> INSTRUCTIONS:
1. According to the piece on the Gospel of Mark, how many times does Mark use the words "immediately" or "at once"?
2. Write the next part of the piece on the Gospel of Mark, picking up after its final sentence.

> EXCERPTED PASSAGE:
···

Following Jesus


The Gospel of Mark, though second in the New Testament order of the things, was the first gospel written. It is also the shortest Gospel. I suppose if you just wanted the quickest look at what happened in the time of Jesus, then Mark would be the one to read.
But you had better be paying attention. Because the Gospel in Mark is told kind of the way I talk, all rapid fire and all. He moves the story quickly – the words “immediately” or “at once” is used over 50 times. He is completely focused on the ministry of Jesus. You won’t learn about Jesus mother, or His childhood, from reading Mark. Mark IS focused on spiritual warfare, he talks about Jesus casting out demons more than any other Gospel.
So, right in Chapter 1, we see in Mark the beginning of Jesus’ ministry, as well as the call of His first four followers.
Later on, after John was arrested, Jesus went into Galilee, where he preached God’s Good News. “The time promised by God has come at last!” he announced. “The Kingdom of God is near! Repent of your sins and believe the Good News!” The arrest of John brought on the beginning of the ministry of Jesus. Notice that John and Jesus preached the same message – “In those days John the Baptist came to the Judean wilderness and began preaching. His message was, “Repent of your sins and turn to God, for the Kingdom of Heaven is near. ”” Matthew‬ ‭3:1-2‬ ‭NLT‬‬. Matthew was writing specifically to Jews, who always avoided even using the word “Yahweh” out of reverential fear and respect, that’s why he refers to the kingdom of Heaven and not the Kingdom of God, but they are the same thing. Repent of your sins and turn to God, the Kingdom of God is coming. Jesus Himself uses the term “Good News”, referring to the Good News that only He could bring.

···

> INFORMATION SUPPLIED:
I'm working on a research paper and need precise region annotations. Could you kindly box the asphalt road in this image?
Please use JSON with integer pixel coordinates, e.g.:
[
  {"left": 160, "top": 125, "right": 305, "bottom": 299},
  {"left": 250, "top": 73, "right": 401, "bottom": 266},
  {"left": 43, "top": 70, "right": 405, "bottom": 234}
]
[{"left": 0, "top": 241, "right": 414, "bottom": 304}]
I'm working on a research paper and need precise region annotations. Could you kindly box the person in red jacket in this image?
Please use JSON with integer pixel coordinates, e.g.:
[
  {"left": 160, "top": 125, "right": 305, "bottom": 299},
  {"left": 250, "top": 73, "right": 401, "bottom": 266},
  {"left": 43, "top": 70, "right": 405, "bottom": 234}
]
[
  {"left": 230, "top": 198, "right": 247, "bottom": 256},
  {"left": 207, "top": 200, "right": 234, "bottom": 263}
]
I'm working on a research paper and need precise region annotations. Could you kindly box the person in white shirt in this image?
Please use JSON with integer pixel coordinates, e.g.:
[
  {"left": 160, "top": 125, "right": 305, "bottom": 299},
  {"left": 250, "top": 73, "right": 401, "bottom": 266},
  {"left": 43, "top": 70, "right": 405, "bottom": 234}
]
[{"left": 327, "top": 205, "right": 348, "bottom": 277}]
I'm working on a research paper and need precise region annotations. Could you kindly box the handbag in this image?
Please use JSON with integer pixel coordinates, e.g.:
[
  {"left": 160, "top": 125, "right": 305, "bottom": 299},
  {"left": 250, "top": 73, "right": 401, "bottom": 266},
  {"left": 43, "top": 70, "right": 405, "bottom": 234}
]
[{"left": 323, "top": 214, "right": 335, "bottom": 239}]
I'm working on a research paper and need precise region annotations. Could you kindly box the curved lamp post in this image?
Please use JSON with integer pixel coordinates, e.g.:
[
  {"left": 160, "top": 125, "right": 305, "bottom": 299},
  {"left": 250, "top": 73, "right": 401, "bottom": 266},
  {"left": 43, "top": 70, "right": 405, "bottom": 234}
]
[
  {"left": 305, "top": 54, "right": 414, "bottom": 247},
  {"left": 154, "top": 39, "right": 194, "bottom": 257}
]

···

> SOLVED TASKS:
1. Over 50 times.

2.
Why was John arrested? Why were John, Jesus and all 12 of His apostles (except John) arrested and executed? For talking about spiritual things? For talking about going to heaven when you die? No, principalities and powers don’t care what happens when you die. All these men ultimately died for preaching the Gospel, the Good News, that Jesus is Lord. Their message was threatening to those in power, it is still threatening to those in power. Jesus said “follow me”, Caesar demanded that he be followed.  Jesus tells us to follow Him, He is the way the truth and the life. Our rulers tell us “It’s the economy, stupid.” I’m simplifying, but I hope you get the point.


One day as Jesus was walking along the shore of the Sea of Galilee, he saw Simon and his brother Andrew throwing a net into the water, for they fished for a living. Jesus called out to them, “Come, follow me, and I will show you how to fish for people!” And they left their nets at once and followed him. Moving right along. The first two disciples, Simon (Peter) and Andrew. Throwing their nets into the water, catching fish. It’s what they did. It’s what their father did, what their grandfathers did. They didn’t choose to be fishermen. No one was holding their hand in kindergarten asking “what do you want to be when you grow up?” You learned what you were going to do, you didn’t choose it.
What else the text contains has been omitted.